* La consigne:
Reproduisez telles quelles toutes les lignes du matériel ci-dessous, en omettant les images.
※
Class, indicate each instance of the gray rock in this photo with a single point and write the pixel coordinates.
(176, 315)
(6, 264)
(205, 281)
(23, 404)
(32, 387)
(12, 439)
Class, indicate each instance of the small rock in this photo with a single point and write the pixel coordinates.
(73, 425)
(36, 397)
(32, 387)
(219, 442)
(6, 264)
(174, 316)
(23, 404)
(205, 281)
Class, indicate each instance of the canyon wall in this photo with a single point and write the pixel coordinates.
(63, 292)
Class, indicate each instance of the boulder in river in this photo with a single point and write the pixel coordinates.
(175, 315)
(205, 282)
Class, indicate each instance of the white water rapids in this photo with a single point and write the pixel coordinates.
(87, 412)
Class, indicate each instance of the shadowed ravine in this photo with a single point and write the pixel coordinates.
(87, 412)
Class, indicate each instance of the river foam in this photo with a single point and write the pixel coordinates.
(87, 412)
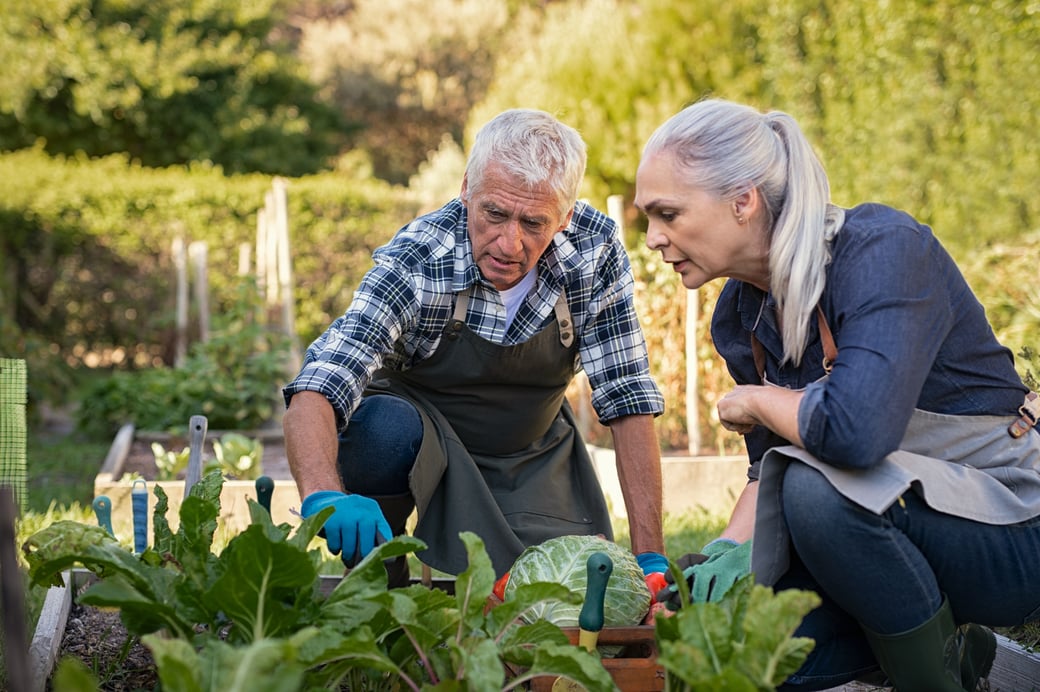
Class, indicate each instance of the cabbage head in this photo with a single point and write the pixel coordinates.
(563, 561)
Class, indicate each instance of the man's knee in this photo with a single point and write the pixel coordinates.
(380, 445)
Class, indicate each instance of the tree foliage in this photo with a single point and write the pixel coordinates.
(409, 71)
(164, 81)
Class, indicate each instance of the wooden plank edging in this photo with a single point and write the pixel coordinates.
(50, 632)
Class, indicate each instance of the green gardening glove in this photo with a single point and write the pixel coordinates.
(727, 562)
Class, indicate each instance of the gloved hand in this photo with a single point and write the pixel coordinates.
(711, 572)
(355, 528)
(652, 562)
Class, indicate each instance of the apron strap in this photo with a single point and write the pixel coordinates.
(564, 319)
(830, 349)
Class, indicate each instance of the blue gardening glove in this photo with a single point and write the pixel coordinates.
(654, 566)
(711, 572)
(652, 562)
(354, 529)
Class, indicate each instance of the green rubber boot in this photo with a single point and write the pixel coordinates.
(936, 656)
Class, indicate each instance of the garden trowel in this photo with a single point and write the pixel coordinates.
(599, 567)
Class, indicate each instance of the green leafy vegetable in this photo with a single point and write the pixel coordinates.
(255, 615)
(743, 642)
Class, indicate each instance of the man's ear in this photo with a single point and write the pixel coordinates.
(567, 221)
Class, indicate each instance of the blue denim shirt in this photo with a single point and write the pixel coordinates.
(909, 333)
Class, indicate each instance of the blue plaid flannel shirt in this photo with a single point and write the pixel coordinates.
(405, 301)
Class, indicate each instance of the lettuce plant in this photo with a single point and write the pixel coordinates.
(255, 616)
(743, 642)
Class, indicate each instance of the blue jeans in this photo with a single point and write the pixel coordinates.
(889, 572)
(379, 447)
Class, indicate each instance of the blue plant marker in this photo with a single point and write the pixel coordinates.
(265, 487)
(103, 510)
(138, 498)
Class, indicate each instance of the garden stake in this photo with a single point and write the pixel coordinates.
(103, 510)
(197, 432)
(138, 500)
(265, 488)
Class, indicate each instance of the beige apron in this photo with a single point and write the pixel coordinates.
(500, 453)
(966, 466)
※
* Sortie complète:
Class, indicate each instance of the gray rock in this photo with a single point and write the pixel coordinates.
(176, 315)
(6, 264)
(205, 281)
(23, 404)
(32, 387)
(12, 439)
Class, indicate each instance of the small rock in this photo with a single point and write the pixel coordinates.
(73, 425)
(36, 397)
(32, 387)
(219, 442)
(6, 264)
(174, 316)
(23, 404)
(205, 281)
Class, indicate each instance of the canyon wall in this photo with a single point and write the pixel coordinates.
(63, 292)
Class, indicate each instance of the boulder in river in this photo with a single point and write the pixel coordinates.
(175, 315)
(205, 282)
Class, indicate each instance of the white water rapids in this photo with a single point and write the pixel coordinates.
(87, 412)
Class, indicate each instance of the shadowed ravine in this photo with a single point and write the pixel coordinates.
(87, 412)
Class, indicate each instance of the river foam in this photo with a single point and write the pixel coordinates.
(87, 412)
Class, indicate each instance of the cabbage head in this photo with a single point and write the pixel coordinates.
(563, 561)
Class, indicate each instance of the man's knee in this photo with a single point and write the pixel coordinates.
(380, 445)
Class, indicate each instance of the tree foliage in this photo with a single point and write the pixel coordinates.
(409, 71)
(164, 81)
Class, indicate each instance of the wooden plank edging in this photo with a single point and write the pixel coordinates.
(50, 632)
Class, indicate each instance of the green gardening glove in this photo with a single point and write the pixel coordinates.
(727, 562)
Class, indicate each instance of the gloved hand in this photo with a single point and write the pixel coordinates.
(711, 572)
(355, 528)
(652, 562)
Class, indicate each instance of the apron strap in this photo with a single point and write the pixel coordinates.
(564, 319)
(830, 349)
Class, indicate each instance of the blue gardening glove in this photo with a single point and write the pixel coordinates.
(654, 566)
(711, 572)
(652, 562)
(354, 529)
Class, indicate each instance of the green rubber boot in this photo with a single point and write the pixel coordinates.
(936, 656)
Class, indicate each instance of the garden trowel in this photo with a single point and write the pixel coordinates.
(599, 567)
Class, indicate each instance of the green leafy vegetable in this photo with a single point and write the pixel coordinates.
(255, 615)
(743, 642)
Class, indicate each instance of the man's ear in this photo with a single point and write the pixel coordinates.
(567, 221)
Class, indicate each instance of the blue denim shirt in this photo with a single point and write the pixel coordinates.
(909, 333)
Class, indicate each instance of the blue plaid flannel shirt in this photo with a single point and write the pixel coordinates.
(405, 301)
Class, indicate each instance of the lettuce plant in this photo with a single point and write the pixel coordinates.
(255, 616)
(743, 642)
Class, indicate each instance of the blue jeans in this photo with a single point and write the pixel coordinates.
(889, 572)
(379, 447)
Class, indicate each instance of the blue plant marker in this photo with a single point and write the pixel coordinates.
(265, 487)
(103, 510)
(138, 498)
Class, indicate each instance of the garden stake in this photo with a single point and write the pixel coordinates.
(103, 510)
(197, 432)
(138, 500)
(265, 488)
Class, indicate each instance of the beige apron in this photo with a single point and write the pixel coordinates.
(500, 453)
(966, 466)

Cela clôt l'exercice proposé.